Stored records —

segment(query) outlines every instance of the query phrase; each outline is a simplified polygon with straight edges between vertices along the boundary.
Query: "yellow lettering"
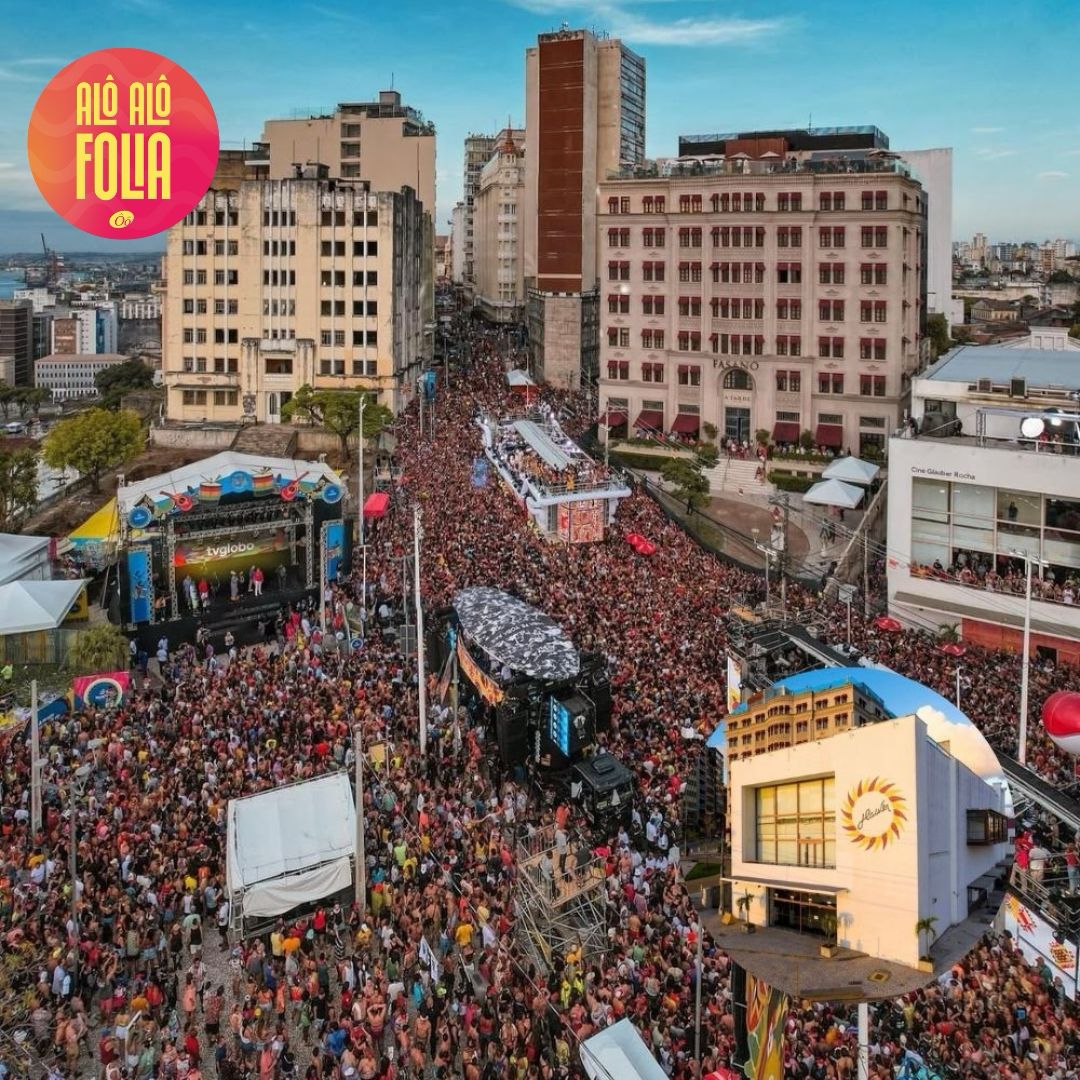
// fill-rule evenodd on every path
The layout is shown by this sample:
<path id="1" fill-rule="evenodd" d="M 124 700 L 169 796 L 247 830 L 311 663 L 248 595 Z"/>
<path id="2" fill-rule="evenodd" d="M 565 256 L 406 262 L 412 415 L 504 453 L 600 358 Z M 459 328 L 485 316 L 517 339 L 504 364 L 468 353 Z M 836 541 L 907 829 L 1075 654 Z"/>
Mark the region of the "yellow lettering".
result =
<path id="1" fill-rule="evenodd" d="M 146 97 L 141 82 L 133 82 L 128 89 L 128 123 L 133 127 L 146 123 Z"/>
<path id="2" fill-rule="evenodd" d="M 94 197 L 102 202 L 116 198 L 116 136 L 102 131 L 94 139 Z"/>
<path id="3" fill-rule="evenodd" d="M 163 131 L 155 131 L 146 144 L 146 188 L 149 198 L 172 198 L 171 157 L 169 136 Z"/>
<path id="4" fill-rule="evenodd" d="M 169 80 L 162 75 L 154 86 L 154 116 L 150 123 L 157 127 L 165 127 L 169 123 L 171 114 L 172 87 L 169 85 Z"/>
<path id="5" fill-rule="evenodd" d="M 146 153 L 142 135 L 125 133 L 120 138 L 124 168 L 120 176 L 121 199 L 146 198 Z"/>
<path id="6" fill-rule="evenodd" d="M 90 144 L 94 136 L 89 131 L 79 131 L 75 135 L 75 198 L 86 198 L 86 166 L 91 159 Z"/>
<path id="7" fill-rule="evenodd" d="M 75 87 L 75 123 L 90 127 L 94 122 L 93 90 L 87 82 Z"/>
* * *
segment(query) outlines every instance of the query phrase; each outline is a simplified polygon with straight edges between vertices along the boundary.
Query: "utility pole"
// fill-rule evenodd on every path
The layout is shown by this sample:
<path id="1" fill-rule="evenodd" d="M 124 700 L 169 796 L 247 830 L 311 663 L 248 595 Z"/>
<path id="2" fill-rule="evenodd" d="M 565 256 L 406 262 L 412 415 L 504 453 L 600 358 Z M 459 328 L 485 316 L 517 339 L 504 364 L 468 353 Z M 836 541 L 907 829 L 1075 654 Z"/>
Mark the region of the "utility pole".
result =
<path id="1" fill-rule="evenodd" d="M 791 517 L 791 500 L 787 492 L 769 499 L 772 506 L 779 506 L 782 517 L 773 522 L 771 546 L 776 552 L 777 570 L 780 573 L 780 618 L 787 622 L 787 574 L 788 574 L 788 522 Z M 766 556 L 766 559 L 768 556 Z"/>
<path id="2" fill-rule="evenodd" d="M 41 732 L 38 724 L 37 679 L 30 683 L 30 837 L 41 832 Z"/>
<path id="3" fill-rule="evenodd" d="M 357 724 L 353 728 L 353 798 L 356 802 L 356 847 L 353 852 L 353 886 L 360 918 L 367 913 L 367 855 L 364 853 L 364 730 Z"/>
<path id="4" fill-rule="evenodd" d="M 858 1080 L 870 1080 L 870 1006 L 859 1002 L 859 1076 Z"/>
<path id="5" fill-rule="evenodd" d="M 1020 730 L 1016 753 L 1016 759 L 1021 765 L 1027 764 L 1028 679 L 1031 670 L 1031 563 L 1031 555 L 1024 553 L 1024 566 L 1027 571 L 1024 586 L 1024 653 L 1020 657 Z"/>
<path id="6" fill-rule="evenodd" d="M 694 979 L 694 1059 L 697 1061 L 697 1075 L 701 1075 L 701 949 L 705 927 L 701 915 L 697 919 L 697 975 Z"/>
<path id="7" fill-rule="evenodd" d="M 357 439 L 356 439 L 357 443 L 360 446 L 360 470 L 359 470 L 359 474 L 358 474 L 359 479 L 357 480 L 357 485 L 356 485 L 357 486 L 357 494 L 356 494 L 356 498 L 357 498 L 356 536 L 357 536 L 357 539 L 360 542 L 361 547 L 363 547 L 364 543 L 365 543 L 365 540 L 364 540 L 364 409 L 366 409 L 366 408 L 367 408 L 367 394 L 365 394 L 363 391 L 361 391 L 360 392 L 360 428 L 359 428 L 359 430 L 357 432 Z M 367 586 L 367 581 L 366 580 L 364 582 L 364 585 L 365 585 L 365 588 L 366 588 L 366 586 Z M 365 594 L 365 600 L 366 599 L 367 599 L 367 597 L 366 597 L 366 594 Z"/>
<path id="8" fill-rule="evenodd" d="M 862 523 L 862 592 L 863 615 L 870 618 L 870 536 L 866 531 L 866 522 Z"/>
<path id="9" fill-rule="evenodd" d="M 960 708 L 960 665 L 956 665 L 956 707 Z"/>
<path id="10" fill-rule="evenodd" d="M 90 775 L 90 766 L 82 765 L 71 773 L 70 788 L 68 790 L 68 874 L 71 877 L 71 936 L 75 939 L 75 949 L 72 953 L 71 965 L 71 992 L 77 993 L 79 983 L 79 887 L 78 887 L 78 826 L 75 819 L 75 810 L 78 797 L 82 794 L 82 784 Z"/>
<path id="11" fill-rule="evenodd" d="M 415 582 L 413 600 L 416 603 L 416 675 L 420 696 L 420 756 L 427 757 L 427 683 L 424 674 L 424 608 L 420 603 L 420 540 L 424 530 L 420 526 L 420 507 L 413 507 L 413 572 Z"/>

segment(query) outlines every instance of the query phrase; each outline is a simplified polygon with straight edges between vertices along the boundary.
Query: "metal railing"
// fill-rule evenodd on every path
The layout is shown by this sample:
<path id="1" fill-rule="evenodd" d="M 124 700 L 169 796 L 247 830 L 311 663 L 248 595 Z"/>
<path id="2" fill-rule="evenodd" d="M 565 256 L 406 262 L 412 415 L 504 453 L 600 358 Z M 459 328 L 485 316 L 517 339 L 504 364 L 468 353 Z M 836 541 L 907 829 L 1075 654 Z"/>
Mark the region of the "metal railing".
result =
==
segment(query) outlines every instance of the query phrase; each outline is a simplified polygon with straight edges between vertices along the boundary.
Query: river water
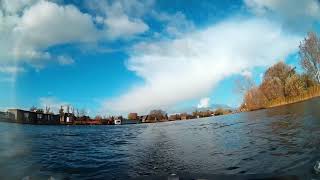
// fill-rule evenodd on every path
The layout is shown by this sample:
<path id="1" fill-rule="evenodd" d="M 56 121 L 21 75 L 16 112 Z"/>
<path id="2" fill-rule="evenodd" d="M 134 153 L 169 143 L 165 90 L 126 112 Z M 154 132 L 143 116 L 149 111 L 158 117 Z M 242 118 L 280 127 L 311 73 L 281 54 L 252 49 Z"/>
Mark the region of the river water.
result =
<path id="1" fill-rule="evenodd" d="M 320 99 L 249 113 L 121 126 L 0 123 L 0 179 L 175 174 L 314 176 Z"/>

What is being asked —
Your answer should be one number: the count of lines in the records above that contain "river".

Solved exercise —
2